• [Data to examine]:
########

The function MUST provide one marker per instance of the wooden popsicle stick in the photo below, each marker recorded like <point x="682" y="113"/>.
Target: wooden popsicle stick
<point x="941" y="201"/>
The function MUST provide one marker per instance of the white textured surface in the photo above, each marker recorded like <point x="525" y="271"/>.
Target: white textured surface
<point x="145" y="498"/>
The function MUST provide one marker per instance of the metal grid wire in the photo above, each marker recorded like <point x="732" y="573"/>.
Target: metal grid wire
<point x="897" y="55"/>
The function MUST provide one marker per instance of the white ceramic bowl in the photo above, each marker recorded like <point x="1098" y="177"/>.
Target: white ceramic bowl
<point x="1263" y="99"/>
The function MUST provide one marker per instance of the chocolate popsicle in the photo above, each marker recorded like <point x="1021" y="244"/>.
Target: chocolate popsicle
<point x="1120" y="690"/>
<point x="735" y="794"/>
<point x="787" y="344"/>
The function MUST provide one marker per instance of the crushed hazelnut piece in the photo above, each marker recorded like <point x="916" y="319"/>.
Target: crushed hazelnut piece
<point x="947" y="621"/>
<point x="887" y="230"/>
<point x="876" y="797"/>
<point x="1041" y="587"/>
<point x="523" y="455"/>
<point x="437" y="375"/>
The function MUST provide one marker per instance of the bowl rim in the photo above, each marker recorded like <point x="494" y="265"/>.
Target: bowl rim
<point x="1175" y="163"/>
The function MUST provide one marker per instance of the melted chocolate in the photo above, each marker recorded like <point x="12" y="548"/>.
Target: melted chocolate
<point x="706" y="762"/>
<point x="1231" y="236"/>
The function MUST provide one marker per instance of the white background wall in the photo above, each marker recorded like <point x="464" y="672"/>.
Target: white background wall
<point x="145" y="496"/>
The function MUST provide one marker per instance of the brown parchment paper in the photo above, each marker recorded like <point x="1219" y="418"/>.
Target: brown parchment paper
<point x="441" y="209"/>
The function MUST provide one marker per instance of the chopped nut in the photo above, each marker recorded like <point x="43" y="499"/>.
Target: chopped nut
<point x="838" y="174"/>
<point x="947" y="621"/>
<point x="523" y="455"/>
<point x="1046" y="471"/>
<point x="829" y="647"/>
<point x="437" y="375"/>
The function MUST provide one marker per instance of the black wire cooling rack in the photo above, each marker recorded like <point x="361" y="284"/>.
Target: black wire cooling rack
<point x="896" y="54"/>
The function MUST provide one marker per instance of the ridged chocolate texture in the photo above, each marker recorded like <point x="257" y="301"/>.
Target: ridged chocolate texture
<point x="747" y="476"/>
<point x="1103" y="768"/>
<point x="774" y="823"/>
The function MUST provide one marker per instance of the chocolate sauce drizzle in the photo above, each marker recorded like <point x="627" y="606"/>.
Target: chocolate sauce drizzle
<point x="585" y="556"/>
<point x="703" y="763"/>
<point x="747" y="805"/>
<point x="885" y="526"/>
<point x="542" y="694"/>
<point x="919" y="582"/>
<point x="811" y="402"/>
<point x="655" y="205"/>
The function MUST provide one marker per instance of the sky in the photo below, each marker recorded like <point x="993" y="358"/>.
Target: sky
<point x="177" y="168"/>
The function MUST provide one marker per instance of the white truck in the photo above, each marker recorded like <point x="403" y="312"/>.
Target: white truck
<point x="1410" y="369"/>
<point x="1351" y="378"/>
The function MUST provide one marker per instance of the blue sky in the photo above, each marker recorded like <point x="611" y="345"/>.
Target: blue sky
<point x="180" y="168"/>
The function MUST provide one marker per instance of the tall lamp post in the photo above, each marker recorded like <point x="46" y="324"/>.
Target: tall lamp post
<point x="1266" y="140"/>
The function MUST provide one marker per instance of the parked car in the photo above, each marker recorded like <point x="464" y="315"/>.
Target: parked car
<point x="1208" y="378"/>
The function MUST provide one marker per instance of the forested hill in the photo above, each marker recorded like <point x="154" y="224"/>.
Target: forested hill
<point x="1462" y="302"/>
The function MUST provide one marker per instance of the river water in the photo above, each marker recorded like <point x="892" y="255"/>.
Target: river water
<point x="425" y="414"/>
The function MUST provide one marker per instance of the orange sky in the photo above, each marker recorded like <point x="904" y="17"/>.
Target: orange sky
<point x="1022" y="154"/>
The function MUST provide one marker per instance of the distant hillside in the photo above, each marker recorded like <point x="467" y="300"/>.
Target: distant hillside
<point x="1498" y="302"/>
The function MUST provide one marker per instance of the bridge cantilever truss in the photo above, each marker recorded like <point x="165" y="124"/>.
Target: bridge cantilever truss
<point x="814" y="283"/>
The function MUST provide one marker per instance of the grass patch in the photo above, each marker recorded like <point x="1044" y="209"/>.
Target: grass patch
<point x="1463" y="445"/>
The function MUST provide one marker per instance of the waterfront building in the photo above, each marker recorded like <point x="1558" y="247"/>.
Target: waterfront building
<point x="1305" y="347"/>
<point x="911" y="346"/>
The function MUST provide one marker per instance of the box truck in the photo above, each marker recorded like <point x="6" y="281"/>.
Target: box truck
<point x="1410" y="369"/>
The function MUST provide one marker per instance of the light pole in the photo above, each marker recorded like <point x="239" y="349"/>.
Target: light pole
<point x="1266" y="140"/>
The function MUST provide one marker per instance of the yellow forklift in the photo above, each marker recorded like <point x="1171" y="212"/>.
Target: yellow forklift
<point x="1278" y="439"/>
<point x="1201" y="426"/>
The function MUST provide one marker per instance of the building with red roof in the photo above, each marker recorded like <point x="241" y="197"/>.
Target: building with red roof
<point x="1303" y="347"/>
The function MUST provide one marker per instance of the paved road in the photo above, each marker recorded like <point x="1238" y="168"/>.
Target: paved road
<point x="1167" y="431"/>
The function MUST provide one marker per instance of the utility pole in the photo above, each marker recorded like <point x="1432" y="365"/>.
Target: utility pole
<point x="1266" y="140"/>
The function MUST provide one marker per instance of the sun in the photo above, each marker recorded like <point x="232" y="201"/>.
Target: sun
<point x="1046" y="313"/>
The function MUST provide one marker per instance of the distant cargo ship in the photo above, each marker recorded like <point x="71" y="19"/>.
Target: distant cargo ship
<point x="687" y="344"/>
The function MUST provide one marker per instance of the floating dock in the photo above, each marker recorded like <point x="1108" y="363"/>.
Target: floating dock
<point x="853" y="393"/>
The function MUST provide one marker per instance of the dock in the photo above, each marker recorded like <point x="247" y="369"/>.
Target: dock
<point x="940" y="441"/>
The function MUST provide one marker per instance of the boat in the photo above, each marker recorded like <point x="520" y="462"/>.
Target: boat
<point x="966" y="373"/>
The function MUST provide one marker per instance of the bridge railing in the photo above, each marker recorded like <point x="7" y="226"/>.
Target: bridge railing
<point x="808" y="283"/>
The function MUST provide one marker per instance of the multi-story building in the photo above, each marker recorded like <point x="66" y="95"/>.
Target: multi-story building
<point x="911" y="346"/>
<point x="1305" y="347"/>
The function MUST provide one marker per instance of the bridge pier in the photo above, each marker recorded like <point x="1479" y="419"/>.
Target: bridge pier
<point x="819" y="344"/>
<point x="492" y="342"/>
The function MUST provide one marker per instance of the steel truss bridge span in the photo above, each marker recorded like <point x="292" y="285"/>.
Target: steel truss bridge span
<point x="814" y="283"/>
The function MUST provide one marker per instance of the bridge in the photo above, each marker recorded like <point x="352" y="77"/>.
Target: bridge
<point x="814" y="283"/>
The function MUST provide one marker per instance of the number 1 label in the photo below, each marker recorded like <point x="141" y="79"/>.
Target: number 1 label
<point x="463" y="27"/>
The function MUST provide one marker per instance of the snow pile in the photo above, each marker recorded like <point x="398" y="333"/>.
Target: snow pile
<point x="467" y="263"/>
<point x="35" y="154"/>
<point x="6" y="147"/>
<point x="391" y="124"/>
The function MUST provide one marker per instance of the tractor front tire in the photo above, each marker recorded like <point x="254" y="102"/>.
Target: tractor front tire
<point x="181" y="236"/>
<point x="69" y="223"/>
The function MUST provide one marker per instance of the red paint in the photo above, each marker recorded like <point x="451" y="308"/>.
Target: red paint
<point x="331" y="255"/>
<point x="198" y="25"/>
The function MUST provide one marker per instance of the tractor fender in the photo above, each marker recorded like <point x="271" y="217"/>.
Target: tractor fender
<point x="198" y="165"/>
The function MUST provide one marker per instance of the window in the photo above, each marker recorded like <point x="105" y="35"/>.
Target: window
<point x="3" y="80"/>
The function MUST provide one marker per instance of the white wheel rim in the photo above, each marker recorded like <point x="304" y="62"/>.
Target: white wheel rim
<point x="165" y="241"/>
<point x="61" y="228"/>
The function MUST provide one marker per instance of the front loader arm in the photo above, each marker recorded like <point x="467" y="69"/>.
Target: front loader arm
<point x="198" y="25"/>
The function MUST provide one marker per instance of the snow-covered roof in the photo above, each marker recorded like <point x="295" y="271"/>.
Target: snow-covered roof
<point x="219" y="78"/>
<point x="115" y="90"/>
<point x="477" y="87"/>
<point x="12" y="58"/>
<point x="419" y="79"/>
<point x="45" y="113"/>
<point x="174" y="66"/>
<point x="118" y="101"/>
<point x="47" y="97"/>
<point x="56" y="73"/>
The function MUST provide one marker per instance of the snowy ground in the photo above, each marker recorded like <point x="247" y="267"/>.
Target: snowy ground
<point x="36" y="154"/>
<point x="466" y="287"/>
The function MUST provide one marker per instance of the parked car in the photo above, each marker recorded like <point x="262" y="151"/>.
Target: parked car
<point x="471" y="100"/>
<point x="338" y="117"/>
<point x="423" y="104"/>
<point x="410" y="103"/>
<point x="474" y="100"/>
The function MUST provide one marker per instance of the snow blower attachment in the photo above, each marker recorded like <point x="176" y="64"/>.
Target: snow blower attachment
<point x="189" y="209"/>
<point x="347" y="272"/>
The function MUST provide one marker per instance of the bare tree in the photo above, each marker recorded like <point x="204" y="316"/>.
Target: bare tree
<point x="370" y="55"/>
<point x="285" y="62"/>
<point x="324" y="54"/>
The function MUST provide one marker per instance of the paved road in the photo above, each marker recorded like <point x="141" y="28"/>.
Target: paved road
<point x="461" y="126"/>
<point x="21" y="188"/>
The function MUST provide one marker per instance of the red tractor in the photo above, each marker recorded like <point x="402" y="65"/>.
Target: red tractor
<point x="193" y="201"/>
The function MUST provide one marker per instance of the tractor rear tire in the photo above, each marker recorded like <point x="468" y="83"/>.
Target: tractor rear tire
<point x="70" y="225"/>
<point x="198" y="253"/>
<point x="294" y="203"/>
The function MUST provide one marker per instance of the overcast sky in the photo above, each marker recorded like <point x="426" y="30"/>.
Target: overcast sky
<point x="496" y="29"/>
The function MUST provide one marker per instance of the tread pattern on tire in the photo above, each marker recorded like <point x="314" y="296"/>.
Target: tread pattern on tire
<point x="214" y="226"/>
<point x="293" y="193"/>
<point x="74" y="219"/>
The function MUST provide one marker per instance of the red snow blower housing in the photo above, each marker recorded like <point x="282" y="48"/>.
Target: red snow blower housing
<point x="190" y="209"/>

########

• [Task instructions]: Copy down every line of the entries containing the word "below".

• [Answer to the exercise]:
The function MUST provide one marker per instance of the wooden popsicle stick in the photo below, each marker recorded like <point x="682" y="113"/>.
The function MUST provide one marker per instance of the sky in the photo below, each marker recorded like <point x="993" y="358"/>.
The function MUST provide one marker per instance of the number 1 label in the photo below, each marker recorded like <point x="141" y="79"/>.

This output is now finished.